* _Aim of the exercise_:
Answer these questions using the thread on the value of PDF that follows.
1. Which institution is named under the discussion group's title?
2. What is the subject line of the message from Alexandre Enkerli?
3. According to Martin Holmes, between which two things should PDF only exist?

* _Document passage_:
═══

18.329 value of PDF

From: Humanist Discussion Group (by way of Willard McCarty willard.mccarty_at_kcl.ac.uk>
Date: Wed, 3 Nov 2004 06:36:30 +0000

               Humanist Discussion Group, Vol. 18, No. 329.
       Centre for Computing in the Humanities, King's College London
                     Submit to: humanist_at_princeton.edu

   [1] From: Martin Holmes <mholmes_at_uvic.ca> (31)
         Subject: Re: 18.321 value of PDF?

   [2] From: "Malcolm Hayward" <mhayward_at_auxmail.iup.edu> (8)
         Subject: Re: 18.326 value of PDF

   [3] From: Alexandre Enkerli <aenkerli_at_indiana.edu> (78)
         Subject: Generated PDF

         Date: Tue, 02 Nov 2004 07:25:47 +0000
         From: Martin Holmes <mholmes_at_uvic.ca>
         Subject: Re: 18.321 value of PDF?

Hi there,

At 12:48 AM 30/10/2004, you wrote:

> >
>In a strikingly unrelated context, someone mentioned their aversion for PDF
>files. Given that PDF files are rather prominent in academic computing,
>what are your thoughts on the subject?

I share this deep dislike of PDF. Mainly it's because this type of document
by its nature mixes data and display in such a way that it's very difficult
to disentangle them; this seems an awful step backwards, making the data
less accessible, and imposing one particular view or layout on the reader
(as opposed to XHTML, for example, which I can choose to display any way I
like in my browser, using custom stylesheets, text size settings, etc., and
which I can reorganize and manipulate very usefully with XSLT). PDF is
really a set of printing instructions, and should only exist between your
computer and your printer.

═══

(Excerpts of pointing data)
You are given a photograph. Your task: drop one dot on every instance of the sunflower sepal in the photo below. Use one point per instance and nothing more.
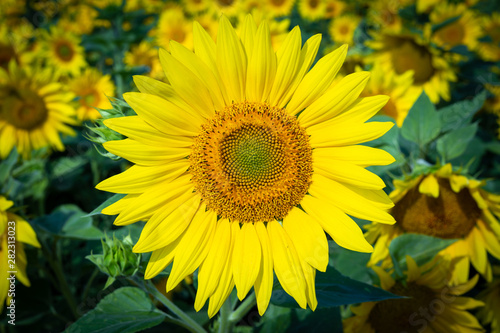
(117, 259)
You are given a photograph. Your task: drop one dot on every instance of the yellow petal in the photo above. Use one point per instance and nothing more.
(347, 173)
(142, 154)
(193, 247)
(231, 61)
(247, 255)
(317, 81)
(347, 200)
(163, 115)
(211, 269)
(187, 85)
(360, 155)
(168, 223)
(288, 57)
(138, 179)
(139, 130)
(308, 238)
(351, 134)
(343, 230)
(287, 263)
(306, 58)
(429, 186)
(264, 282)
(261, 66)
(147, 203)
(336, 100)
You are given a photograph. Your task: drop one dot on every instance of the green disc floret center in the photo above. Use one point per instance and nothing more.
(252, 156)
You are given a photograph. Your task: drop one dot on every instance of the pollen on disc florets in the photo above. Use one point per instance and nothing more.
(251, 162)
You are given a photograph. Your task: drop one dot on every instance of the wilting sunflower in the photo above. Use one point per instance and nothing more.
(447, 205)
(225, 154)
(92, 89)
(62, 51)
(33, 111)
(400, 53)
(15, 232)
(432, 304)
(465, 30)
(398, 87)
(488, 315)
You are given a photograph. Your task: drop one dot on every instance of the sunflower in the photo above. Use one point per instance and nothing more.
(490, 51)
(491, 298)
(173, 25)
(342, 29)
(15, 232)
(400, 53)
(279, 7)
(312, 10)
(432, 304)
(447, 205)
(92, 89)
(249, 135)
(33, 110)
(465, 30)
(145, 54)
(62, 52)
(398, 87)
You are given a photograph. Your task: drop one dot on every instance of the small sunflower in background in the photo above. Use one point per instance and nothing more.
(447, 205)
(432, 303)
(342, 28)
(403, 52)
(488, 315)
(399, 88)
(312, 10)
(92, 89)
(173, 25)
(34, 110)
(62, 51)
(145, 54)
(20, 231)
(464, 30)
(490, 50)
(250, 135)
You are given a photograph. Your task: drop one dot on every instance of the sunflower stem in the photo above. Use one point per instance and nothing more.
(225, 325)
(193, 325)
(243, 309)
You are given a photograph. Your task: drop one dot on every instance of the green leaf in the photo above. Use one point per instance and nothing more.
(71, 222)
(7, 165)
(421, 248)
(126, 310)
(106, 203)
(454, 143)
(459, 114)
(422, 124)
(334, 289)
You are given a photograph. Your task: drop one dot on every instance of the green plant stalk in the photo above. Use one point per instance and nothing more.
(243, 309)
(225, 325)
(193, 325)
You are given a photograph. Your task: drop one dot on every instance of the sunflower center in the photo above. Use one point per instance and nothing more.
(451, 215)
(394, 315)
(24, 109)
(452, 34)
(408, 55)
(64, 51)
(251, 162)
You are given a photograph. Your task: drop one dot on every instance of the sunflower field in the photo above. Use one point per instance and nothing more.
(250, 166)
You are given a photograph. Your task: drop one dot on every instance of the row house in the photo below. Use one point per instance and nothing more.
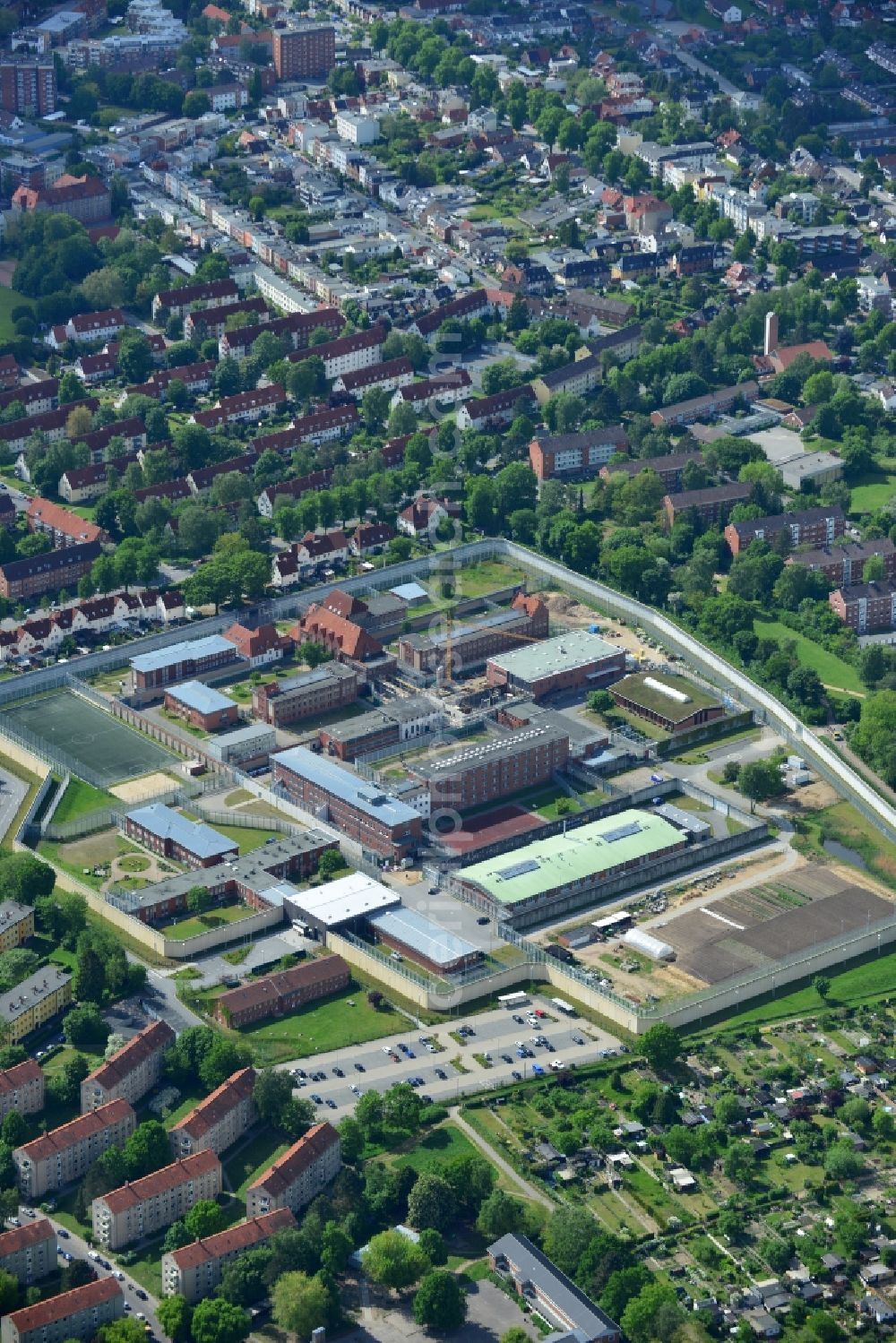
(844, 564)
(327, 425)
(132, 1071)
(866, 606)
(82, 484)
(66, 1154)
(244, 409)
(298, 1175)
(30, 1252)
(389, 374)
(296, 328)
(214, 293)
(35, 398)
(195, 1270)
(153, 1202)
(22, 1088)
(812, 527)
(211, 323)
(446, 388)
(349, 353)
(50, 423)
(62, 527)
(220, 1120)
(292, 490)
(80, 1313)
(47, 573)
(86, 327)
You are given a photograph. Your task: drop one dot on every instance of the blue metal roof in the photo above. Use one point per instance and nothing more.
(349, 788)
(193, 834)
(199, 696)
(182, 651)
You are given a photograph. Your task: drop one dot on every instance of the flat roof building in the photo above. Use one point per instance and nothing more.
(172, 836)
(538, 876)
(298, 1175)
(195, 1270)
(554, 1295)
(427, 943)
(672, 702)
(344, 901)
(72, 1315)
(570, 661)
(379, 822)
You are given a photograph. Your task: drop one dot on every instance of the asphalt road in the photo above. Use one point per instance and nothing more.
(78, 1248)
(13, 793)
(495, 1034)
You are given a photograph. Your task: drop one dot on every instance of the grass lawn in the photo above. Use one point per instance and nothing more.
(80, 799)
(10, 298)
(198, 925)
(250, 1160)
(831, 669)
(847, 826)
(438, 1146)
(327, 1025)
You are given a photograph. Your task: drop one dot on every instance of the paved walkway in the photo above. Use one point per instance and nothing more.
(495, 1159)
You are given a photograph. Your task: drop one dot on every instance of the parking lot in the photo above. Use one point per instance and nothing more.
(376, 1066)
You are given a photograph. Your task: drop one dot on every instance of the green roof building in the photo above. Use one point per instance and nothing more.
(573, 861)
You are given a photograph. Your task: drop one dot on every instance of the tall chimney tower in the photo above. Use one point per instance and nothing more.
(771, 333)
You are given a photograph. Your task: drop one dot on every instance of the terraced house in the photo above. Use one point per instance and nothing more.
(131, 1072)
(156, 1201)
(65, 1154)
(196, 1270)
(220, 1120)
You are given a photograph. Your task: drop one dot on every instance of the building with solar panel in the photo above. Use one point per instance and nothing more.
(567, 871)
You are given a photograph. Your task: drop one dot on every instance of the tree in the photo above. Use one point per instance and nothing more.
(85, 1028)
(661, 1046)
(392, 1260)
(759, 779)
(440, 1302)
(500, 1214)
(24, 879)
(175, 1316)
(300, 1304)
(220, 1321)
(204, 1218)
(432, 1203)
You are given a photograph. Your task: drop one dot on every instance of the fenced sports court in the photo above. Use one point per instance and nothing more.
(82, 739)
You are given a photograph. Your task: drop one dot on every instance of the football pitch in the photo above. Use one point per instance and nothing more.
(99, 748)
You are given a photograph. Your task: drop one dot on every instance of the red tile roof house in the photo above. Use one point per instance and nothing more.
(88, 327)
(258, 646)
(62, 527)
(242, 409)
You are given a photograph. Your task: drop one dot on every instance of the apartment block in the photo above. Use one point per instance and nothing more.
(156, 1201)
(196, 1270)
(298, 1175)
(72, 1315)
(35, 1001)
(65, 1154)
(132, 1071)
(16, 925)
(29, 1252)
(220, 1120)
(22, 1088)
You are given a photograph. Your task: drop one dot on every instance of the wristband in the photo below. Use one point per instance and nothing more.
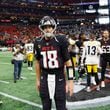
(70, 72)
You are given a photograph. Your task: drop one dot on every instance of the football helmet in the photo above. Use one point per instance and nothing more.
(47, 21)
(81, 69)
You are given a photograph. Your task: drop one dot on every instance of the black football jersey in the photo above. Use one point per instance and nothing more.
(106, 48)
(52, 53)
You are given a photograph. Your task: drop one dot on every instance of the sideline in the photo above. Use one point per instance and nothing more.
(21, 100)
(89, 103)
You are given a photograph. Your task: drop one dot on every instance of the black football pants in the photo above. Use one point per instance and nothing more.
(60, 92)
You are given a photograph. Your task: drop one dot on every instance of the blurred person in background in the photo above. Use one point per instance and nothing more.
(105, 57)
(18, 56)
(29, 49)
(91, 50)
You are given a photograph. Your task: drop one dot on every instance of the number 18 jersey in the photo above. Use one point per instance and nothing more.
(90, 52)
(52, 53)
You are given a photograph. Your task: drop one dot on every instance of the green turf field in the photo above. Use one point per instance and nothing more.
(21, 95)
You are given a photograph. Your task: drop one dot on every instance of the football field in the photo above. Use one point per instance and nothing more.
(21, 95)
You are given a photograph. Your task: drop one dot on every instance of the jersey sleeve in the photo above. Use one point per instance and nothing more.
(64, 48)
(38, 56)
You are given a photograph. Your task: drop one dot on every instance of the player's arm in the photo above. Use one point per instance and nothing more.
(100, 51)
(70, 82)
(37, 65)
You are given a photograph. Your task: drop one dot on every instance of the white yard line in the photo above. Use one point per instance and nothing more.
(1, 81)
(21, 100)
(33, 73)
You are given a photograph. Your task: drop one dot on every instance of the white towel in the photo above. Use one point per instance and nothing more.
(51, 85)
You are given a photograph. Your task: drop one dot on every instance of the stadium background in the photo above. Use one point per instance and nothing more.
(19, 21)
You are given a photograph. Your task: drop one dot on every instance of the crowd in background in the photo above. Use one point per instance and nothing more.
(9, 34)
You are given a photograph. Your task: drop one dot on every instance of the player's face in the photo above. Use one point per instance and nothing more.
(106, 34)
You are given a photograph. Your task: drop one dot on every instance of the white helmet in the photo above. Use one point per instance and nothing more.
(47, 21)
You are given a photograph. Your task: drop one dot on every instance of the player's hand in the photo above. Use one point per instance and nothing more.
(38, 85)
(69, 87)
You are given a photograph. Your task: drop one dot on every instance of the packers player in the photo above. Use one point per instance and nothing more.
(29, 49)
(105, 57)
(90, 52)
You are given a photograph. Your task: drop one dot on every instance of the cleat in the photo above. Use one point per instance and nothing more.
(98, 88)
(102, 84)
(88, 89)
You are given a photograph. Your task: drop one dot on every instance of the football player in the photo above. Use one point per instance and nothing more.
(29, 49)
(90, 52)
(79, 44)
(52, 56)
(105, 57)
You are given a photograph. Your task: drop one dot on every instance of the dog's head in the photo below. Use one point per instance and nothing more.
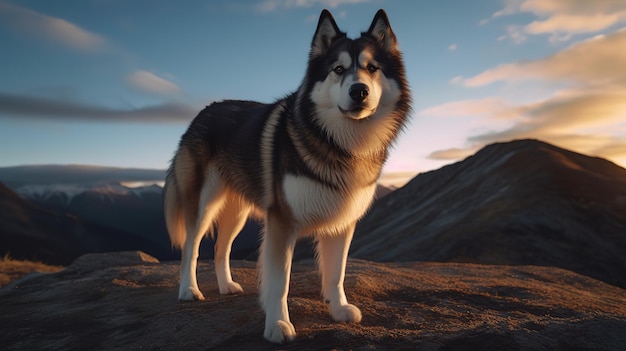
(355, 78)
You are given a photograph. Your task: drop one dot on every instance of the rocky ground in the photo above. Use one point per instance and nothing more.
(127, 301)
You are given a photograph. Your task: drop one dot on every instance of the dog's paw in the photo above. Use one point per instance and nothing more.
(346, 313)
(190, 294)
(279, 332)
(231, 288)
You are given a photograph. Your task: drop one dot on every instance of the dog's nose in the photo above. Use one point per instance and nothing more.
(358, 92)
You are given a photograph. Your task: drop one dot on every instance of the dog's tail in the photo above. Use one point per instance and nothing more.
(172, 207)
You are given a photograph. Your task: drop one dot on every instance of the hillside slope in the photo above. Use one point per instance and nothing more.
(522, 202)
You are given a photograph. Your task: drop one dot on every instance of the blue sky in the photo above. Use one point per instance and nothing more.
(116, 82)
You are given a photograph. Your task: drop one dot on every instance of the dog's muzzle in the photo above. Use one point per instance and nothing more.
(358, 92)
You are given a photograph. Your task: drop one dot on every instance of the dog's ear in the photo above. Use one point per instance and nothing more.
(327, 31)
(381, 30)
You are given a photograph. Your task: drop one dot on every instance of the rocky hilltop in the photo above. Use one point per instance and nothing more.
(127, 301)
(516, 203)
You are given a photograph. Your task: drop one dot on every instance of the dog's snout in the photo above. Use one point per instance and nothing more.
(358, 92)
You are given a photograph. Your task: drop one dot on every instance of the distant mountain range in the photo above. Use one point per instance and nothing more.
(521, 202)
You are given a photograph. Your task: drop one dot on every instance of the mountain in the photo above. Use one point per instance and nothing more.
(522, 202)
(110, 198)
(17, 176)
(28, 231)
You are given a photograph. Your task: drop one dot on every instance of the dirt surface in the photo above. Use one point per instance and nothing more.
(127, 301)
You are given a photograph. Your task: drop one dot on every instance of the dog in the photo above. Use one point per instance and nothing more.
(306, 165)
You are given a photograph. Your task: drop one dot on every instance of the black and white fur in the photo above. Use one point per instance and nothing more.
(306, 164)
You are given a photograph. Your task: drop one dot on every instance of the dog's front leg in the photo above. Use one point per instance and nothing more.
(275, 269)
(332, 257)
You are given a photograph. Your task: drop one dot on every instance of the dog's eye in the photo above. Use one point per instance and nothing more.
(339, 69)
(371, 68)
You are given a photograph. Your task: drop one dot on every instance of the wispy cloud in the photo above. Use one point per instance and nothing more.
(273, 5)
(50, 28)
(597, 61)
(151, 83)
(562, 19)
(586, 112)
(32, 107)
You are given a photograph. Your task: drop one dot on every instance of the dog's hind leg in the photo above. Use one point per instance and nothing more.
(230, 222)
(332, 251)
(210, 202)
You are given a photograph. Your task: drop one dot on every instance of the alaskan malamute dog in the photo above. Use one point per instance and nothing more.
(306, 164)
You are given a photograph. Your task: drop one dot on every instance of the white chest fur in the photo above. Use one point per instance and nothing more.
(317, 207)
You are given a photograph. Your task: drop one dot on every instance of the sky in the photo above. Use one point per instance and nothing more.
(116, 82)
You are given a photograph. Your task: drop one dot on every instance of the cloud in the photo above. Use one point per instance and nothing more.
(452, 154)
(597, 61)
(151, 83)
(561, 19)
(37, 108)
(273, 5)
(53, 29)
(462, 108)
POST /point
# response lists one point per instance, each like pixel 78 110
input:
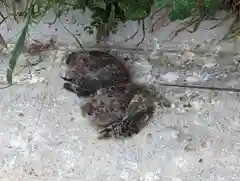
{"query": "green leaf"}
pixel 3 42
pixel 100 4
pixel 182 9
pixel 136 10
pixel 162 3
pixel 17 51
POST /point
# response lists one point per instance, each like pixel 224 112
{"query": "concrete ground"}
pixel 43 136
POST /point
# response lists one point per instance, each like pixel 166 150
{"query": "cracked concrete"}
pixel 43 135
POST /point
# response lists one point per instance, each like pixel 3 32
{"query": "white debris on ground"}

═══

* _Answer_:
1. Centre for Computing in the Humanities, King's College London
2. Generated PDF
3. Your computer and your printer